Has anyone ever bragged to you about how much they saved on their latest purchase? “It was half off!” “The whole store was having a 20% clearance sale!” “They were giving them away like candy!”

For one, have you ever had free candy? Generally, it's hard candy, and it comes wrapped in a suspicious colored cellophane that your parents would never let you keep after they went through your plastic jack-o'-lantern. I'm not saying I'm scarred, but the prospect of free candy is a once-a-year event and I regret no longer being “of age” for such activities.

But a sale? A sale does not save you money when you randomly pass the storefront and discover that knit caps are all half-off. If you were sitting at home and said, “Gee, it's cold outside. I need a new knit cap,” then you would be overjoyed to find out that all the knit caps in Miami were marked down. An impulsive purchase is not saving money. It's spending money. Worse, if you didn't want the beanie in the first place, it's losing money.

Now, I've found a twenty dollar bill (ack, American, you got me…was it the name?) randomly in the middle of a grocery store aisle before. The exhilaration was heady. I can imagine what the person who lost the Andrew Jackson felt: the complete reciprocal of my emotion: utter dejection. Has anyone who just “saved” on his or her recent twenty-clam purchase ever appeared to be a wasteland of dejection? No.

How do marketers do it?

Guildpact is here, and the rabid Magic players are standing in line to pay rock bottom prices for their release product, finding all the great deals at all the great sites *coughstarcitycough*. And you know what? No matter how strongly I argue that it is madness, I'm always third in line, waving my paycheck eagerly. I'll then proceed to brag to all of my friends about how much I saved on my Guildpact purchase. I am the pot, and every last one of you is a black kettle.

Taking it for granted that all of you will be hot on the heels of the release, I want to help you learn how to open your first pack/box/case of a new set.

The first pack you rip open is the most important. For that reason, resist the impulse to tear wildly at the packaging. This is the only first pack of Guildpact that you will ever open, barring a serious lobotomy. Every card is a fresh, delicious, fragrant piece of the Ravnica world, complete with addictive ink. Carefully open the package from the top or bottom, separating the crimped seal. Breathe deeply. It's Magic. Slide the fifteen cards out delicately and stare at the first common. Read it. All of it. Look at the picture. Smile, even if it's chaff. Remember the artist. Slide the card up or down and slowly reveal the next. Amazing, there is more than one card, and the second is just as beautiful as the next.

# [Problem]
Continue the essay on opening the first Guildpact pack, picking up after its final sentence.

Rows from a dataset
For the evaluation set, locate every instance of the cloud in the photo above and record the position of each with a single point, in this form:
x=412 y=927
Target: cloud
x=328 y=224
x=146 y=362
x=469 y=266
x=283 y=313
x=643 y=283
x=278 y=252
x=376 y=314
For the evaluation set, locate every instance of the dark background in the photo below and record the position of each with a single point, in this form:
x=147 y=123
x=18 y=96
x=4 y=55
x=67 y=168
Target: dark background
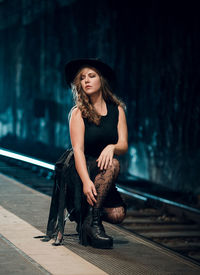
x=154 y=47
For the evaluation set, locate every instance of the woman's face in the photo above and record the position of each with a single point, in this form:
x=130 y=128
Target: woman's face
x=90 y=81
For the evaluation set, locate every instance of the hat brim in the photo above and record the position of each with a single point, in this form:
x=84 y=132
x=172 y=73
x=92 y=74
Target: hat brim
x=72 y=68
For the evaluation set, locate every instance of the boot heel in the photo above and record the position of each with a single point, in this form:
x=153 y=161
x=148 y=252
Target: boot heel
x=83 y=237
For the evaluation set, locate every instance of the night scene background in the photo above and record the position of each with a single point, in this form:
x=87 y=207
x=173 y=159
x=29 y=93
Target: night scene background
x=154 y=48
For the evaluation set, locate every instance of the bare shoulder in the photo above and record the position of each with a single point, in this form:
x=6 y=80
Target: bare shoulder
x=75 y=113
x=121 y=110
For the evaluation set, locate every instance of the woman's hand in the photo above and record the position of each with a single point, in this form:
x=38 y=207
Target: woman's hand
x=106 y=156
x=90 y=192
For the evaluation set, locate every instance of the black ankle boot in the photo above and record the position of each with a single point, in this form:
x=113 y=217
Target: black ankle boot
x=92 y=231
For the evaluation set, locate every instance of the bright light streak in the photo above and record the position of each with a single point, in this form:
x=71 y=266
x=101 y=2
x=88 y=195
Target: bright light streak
x=124 y=191
x=30 y=160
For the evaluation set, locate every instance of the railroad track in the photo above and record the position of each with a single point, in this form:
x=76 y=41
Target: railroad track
x=169 y=225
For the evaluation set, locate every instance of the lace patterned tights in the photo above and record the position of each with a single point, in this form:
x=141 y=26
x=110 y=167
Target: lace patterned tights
x=103 y=181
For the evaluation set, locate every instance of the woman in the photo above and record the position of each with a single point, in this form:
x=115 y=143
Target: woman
x=98 y=133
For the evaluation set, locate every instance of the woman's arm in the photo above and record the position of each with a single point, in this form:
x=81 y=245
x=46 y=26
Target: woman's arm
x=120 y=147
x=77 y=131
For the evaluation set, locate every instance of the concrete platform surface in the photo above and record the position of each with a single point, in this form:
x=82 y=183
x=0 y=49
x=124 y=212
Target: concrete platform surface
x=23 y=215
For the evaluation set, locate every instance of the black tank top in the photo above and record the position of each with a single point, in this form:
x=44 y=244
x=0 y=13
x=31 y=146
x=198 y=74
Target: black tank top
x=97 y=137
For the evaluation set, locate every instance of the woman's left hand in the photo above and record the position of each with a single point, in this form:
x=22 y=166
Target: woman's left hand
x=106 y=156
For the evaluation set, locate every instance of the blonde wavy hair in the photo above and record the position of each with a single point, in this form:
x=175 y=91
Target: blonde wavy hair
x=82 y=100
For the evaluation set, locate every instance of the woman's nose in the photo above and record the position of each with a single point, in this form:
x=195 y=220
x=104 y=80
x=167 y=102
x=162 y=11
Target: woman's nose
x=86 y=79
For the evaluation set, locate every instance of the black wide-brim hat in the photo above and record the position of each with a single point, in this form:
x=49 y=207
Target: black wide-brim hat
x=73 y=66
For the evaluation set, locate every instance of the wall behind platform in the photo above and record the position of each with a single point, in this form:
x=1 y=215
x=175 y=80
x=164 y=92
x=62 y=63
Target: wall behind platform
x=154 y=48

# [Result]
Pacing through the first few commons makes the end ever so sweet. The uncommons, take them in three large gulps. Set the can of uncommon whipped cream aside and savor the maraschino cherry atop: the rare.

If you received a bad rare, now is an appropriate time for foul language.

To celebrate your first pack, here is a very quick thirty-second challenge.

Beginner Magic Trivia (MGC 101)

For each card, decide whether you like it or not. If you favor the card (in whatever your format of preference happens to be), think of a card that does practically the same thing with the same cost or less that is better than this card. Ah, isn't that sobering? Your card sucks.

If you decided you dislike the card, perform the opposite task. Find a card that costs the same or more with a similar ability that is worse than this card. Now, rather than curse the cardboard, its ink, and its designers, you can thank them.

A quick show of hands: how many of you are going to buy one and only one pack of Guildpact? One…two… Okay, two of you. Including the two liars in the room, how many of you will buy a box? Ack! Hands down, hands down, stop waving them in my face!

Advanced Magic Trivia: Artists (MGC 120)

While you are opening your box of cards, carelessly ripping packs open to get to the crème de la crème nougatty center that is the rare, take a look at the artwork and familiarize yourself with artists' styles, if not specific cards. Look for an easter egg or two in the artwork (Dwarven Shrine is a prime example) and celebrate the beautiful masterpieces by your creative heroes.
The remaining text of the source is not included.